▸ YOUR INSTRUCTIONS
Revise all of the entries so that "aerial photo" becomes "overhead image" and nothing else changes. Leave the pictures out of your answer.

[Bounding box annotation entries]

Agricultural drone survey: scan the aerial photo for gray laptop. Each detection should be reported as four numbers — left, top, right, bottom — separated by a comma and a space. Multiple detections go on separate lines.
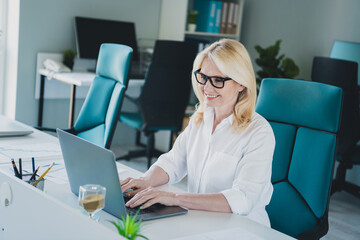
56, 129, 187, 220
0, 115, 33, 137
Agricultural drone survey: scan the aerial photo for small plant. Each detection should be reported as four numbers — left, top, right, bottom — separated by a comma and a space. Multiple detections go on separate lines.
112, 209, 149, 240
255, 40, 300, 86
63, 49, 76, 69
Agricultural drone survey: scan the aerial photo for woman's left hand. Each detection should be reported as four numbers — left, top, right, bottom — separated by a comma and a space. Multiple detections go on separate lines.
126, 187, 177, 209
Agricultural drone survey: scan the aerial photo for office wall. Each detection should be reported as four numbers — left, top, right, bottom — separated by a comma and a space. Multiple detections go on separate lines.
241, 0, 360, 185
15, 0, 160, 144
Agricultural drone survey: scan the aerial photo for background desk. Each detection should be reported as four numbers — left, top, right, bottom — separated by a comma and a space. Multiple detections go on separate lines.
0, 119, 292, 240
37, 69, 144, 128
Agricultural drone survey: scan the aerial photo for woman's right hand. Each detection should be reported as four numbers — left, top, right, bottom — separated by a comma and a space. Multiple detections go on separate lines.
120, 177, 150, 197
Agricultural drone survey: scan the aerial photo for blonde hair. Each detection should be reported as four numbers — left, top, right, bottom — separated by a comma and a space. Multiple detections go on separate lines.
192, 39, 256, 133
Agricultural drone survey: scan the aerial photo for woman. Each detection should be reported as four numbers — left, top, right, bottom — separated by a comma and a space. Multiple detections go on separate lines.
121, 39, 275, 226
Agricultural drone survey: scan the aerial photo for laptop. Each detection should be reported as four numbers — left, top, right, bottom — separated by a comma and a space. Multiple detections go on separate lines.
56, 129, 187, 221
0, 115, 33, 137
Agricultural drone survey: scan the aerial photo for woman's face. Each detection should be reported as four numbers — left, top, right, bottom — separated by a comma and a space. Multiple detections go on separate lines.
199, 58, 244, 112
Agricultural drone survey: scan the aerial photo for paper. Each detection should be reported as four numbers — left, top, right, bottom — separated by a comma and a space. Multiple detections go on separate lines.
0, 142, 62, 163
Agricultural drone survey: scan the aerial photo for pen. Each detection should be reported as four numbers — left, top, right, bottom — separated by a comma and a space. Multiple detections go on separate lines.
11, 158, 20, 178
29, 167, 40, 180
33, 162, 55, 187
19, 158, 22, 179
31, 157, 35, 172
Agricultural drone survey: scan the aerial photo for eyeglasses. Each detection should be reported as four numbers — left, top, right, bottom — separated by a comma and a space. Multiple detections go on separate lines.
194, 68, 232, 88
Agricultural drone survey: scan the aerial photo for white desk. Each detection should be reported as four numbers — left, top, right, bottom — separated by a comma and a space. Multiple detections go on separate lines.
37, 69, 144, 128
0, 119, 292, 240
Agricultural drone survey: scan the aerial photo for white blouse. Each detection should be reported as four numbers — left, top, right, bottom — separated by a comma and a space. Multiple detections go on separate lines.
153, 108, 275, 226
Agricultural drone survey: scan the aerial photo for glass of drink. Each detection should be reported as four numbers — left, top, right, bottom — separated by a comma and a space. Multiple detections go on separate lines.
79, 184, 106, 219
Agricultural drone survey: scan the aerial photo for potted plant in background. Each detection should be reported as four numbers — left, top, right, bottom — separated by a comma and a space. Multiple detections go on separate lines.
63, 49, 76, 70
112, 209, 149, 240
255, 40, 300, 87
187, 10, 198, 32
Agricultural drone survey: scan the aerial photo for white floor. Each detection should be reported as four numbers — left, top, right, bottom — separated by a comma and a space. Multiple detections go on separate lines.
111, 147, 360, 240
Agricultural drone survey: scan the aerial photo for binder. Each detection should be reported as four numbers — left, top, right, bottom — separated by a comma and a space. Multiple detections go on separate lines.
219, 2, 229, 33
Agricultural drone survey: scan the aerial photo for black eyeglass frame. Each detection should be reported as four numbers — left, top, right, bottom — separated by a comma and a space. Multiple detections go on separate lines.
194, 68, 232, 89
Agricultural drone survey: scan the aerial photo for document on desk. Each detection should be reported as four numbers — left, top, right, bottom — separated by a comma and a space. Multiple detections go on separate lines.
0, 142, 62, 163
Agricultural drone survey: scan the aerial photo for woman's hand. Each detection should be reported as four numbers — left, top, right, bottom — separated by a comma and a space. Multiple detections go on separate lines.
120, 177, 150, 197
126, 187, 178, 209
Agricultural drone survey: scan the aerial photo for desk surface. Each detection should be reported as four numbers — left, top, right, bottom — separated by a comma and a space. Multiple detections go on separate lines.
0, 118, 292, 240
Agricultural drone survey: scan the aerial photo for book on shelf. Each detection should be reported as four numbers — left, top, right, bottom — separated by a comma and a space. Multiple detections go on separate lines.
219, 1, 229, 33
185, 37, 210, 52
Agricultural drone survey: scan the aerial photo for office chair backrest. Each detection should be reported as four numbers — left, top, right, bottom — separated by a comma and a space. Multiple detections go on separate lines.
74, 43, 133, 148
311, 57, 360, 155
256, 78, 342, 239
138, 40, 197, 131
330, 40, 360, 85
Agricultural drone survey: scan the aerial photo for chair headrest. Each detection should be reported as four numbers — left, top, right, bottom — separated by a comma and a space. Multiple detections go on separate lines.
96, 43, 133, 83
256, 78, 342, 133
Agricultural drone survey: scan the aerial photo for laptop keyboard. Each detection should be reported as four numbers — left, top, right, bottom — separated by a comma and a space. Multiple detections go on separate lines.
124, 195, 165, 215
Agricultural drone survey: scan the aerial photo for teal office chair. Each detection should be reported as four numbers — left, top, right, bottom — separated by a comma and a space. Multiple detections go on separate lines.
256, 78, 342, 239
68, 43, 133, 148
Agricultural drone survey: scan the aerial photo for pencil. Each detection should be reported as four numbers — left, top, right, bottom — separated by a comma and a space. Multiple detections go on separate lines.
29, 166, 40, 180
11, 158, 20, 178
33, 162, 55, 187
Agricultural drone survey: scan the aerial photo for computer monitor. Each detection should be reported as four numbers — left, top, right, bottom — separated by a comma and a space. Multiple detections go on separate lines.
75, 17, 139, 62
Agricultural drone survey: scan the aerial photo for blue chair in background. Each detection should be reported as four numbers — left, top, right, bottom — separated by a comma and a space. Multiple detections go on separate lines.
68, 43, 133, 148
256, 78, 342, 239
117, 40, 197, 168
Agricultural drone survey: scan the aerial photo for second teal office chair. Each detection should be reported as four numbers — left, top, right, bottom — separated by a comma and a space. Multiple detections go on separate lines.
256, 78, 342, 239
69, 43, 133, 148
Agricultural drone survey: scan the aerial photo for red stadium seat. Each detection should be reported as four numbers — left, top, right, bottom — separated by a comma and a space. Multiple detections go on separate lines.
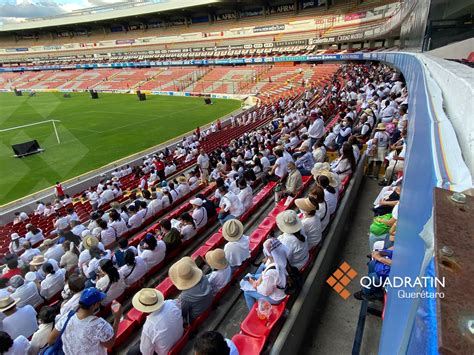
109, 319, 138, 348
240, 297, 288, 338
155, 277, 177, 298
232, 334, 265, 355
127, 308, 147, 324
168, 328, 190, 355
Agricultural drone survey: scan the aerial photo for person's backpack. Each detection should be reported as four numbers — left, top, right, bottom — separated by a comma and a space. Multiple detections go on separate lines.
285, 261, 303, 295
369, 213, 392, 237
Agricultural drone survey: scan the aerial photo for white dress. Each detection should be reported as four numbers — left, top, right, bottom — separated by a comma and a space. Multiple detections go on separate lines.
55, 314, 114, 355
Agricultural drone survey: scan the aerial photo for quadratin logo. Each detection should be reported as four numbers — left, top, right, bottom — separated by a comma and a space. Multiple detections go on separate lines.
326, 261, 357, 300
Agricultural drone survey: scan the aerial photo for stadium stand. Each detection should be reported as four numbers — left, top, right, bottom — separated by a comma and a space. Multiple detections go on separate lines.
0, 0, 472, 355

▸ ANSWER
Agricultural drone survey: scan the overhead image for gray laptop. Each detection should be reported as four numbers — left, top, right, bottom — separated by a comma and a space. Multiple detections go on separate lines.
56, 129, 187, 220
0, 115, 33, 137
Agricultural drone survey: scan the overhead image for small plant. Each detection should be reported as four numbers — left, top, right, bottom — separated by a comma and a space. Multiple detections go on separate lines.
112, 209, 149, 240
255, 40, 300, 86
63, 49, 76, 69
Agricultural drone survey: scan the overhead image for woman's left hand. Each detection should be reported as four numbers — left, top, right, bottom — separated by a comma and a space. Multiple detections go on separate lines.
126, 187, 177, 209
Agricultural drone survey: scan the overhead image for office wall. Each detection should be reported as four numbers — left, top, right, bottom — separated by a comma and a space. Multiple detections go on separate lines.
241, 0, 360, 185
15, 0, 160, 144
Agricultural drone survey: scan the overhead image for background desk. Each detection should be reported as four numbers — left, top, right, bottom — separated by a comma and a space. Multiple detections go on separate lines.
0, 119, 292, 240
37, 69, 144, 128
Agricultural drone survey: scan the overhead image for woman's right hand. Each detection should be reported as four numbers — left, top, right, bottom — separated by a comma and a space. Multiple detections go on separate lines.
120, 177, 150, 197
Agricultural drone survey: scan the overhead image for blonde hair. Each detection should be reported as four numbers — left, top, right, bottom — separated by a comma and a space. Multiple detections go on separate lines.
192, 39, 256, 133
Agricultural drone survey: scan the overhead image for woman. Each detection should be reported as four numbers — left, top, right, bottom — separated by a comma and a space. Multiple detections go on separate lines.
121, 39, 275, 226
Agricultural drone survey: scan the overhead image for laptop. Each detection should be reported as four numbers — left, top, right, bottom — separated by a comma and a space. Multiple detections go on separate lines.
56, 129, 187, 221
0, 115, 33, 137
Agricultural drone survey: scan the overhead image for woman's face. Each detection should be reported as four numbers — left, top, right, bottom — separated by a comma and a space. Multiple detections go on separate lines.
199, 58, 244, 112
Agricultural drone survey: scan the overhead image for paper. Each detection should be reported as four numbers — left, top, right, bottom — separated by a comma and a space. Multiple detections go on separate lines.
0, 142, 62, 163
Agricultural drone survey: scan the overhead image for pen. Each detection should be reported as four numbers — left, top, right, bottom — separated by a comma and a space. Multiple detections go on separate lines.
11, 158, 20, 178
29, 167, 40, 180
33, 162, 55, 187
19, 158, 22, 179
31, 157, 35, 172
Agricultural drone survey: scan the overhead image for eyeglasses. Each detection should be reported as four numbers — left, top, right, bottom — separated by a comma and a space. Multiple detections go on separate lines.
194, 68, 232, 88
Agricultural drone survey: scan the overhead image for white desk. Each detection should be reported as four numbers — left, top, right, bottom — separated by a comma and a space. Multiple detections go on separate lines.
37, 69, 144, 128
0, 119, 292, 240
Agricultural drone survey: scan the overhead image for white blouse. Each detection should be reported as four numbers — left, top, right, bottom — separated by a comma and a space. Multiple detections go on separate lines.
153, 108, 275, 226
Agricultural drone survey: scan the overhead image for glass of drink. Each detection should be reported as four numbers — left, top, right, bottom — separated by a comma and a space. Multiple detections go on separate lines.
79, 184, 106, 219
Agricultural drone survey: scan the overhead image for potted plant in background. Each detection should be reported as four numbers — left, top, right, bottom — separated by a comma and a space. Multiple detections go on separate lines.
63, 49, 76, 70
112, 209, 149, 240
255, 40, 300, 87
187, 10, 198, 32
Agricultural drone survey: scan the overhead image for white floor. Each detection should be reported as four numbers — left, top, right, bottom — separated by a comma and a space. Multiple detections go on separate lines.
111, 147, 360, 240
Agricultural drone survey: scan the overhead image for binder. Each detection should be reported as four numbers — left, top, right, bottom — separated by a comma and a space. Multiple detections go on separate lines.
219, 2, 229, 33
Agricultural drone survey: scan the overhead image for black eyeglass frame. Each detection should be reported as four numbers — left, top, right, bottom — separated by a comma and a space. Multiple detections go on separate lines.
194, 68, 232, 89
Agricultural drone survey: scan the overhead image for document on desk. Each detection should be reported as four numbers — left, top, right, bottom — separated by a comma and a space. Multiple detections go on separate lines.
0, 142, 62, 163
Agricultural drone survey: scan the overhead image for woman's hand. Each detection should be reported as four numbers — left, top, right, bottom — separated by a comma and a space. Multiple detections go on separate lines.
120, 177, 150, 197
126, 187, 178, 209
Agricultural drone survey: scan the overhead image for desk surface. Each detection should be reported as four numbers — left, top, right, bottom — separated by a comma and a space. Multiple detections go on separate lines.
0, 118, 292, 240
Agricultural drone survey: scan the overhead image for book on shelf. Each detection should be reported as four numbers — left, top, right, bottom — separated by a comma and a space. Multiple detections go on separate lines.
219, 1, 229, 33
185, 37, 210, 52
Agricultural drone survey: scan the overhead image for office chair backrest. Each detection should be reported as four numbers — left, top, right, bottom — separated by a comma and a space. Multiple detections go on separate lines.
74, 43, 133, 148
311, 57, 360, 155
256, 78, 342, 239
138, 40, 197, 131
330, 40, 360, 85
Agricultural drone survey: scan the overhead image for chair headrest. Each detection should be reported as four numbers — left, top, right, bottom — separated by a comma and a space. Multiple detections go on separate lines.
96, 43, 133, 83
256, 78, 342, 133
Agricultural drone survey: scan the overhead image for laptop keyboard. Each detection should be reported as four numbers — left, top, right, bottom — separated by a comma and a space. Multiple detections go on separate lines.
124, 195, 165, 215
Agricultural drone survey: scan the overhead image for teal office chair. Each detection should be reported as four numbers — left, top, right, bottom — separated by a comma and a space. Multiple detections go on separate lines.
256, 78, 342, 239
68, 43, 133, 148
Agricultural drone survey: scan the overhead image for pencil. Each detection should be reported as four numbers — left, top, right, bottom — separated by a comma and a space. Multiple detections go on separate lines.
29, 166, 40, 180
11, 158, 20, 178
33, 162, 55, 187
Agricultural drone survey: scan the overhead image for computer monitor. Each detection should be reported as four numbers — left, top, right, bottom — separated by a comma and a space. Multiple detections go on separate lines.
75, 17, 139, 62
Agricultural drone survey: scan the overhead image for blue chair in background. Each detection should be reported as four numbers — left, top, right, bottom — separated by a comma and a space. Multiple detections go on separate lines.
68, 43, 133, 148
256, 78, 342, 239
117, 40, 197, 168
Agricultural drone survey: scan the overhead image for second teal office chair. Each detection should be reported as four numbers — left, top, right, bottom — separated by a comma and a space. Multiple detections go on separate lines.
256, 78, 342, 239
69, 43, 133, 148
Agricultural drone survey: scan the overhead image for red stadium seat. Each detection should be reported as four numbers — left, top, right, bottom — separated by a comma and a space. Multiple detections go on separate lines.
109, 319, 138, 348
240, 297, 288, 338
155, 277, 177, 298
232, 334, 265, 355
127, 308, 147, 324
168, 328, 190, 355
Agricultural drone survey: scan the overhead image for person's backpack. Each detection should be reported as four numbers — left, top, right, bottom — separated by a comma and a space. Multiple detections go on separate lines.
285, 261, 303, 295
369, 213, 392, 237
Agricultural drone survey: scan the overhead image for white dress. Each detection should be reported as four numbers — left, top, right, bottom — separated by a comma and a space. Multiple detections go on separate lines.
55, 314, 114, 355
Agricultural drone survey: scan the overhead image for quadratin logo. Each detection should be reported as four numbers — left, top, right, bottom — separated by a comma and a space. Multiple detections go on separate lines.
326, 261, 357, 300
Agricultural drone survey: scan the overhead image for stadium stand. Each detection should be reported as four numbers — left, top, right, bottom — separated by a comma and a space. Multiple detections go on separate lines.
0, 0, 472, 355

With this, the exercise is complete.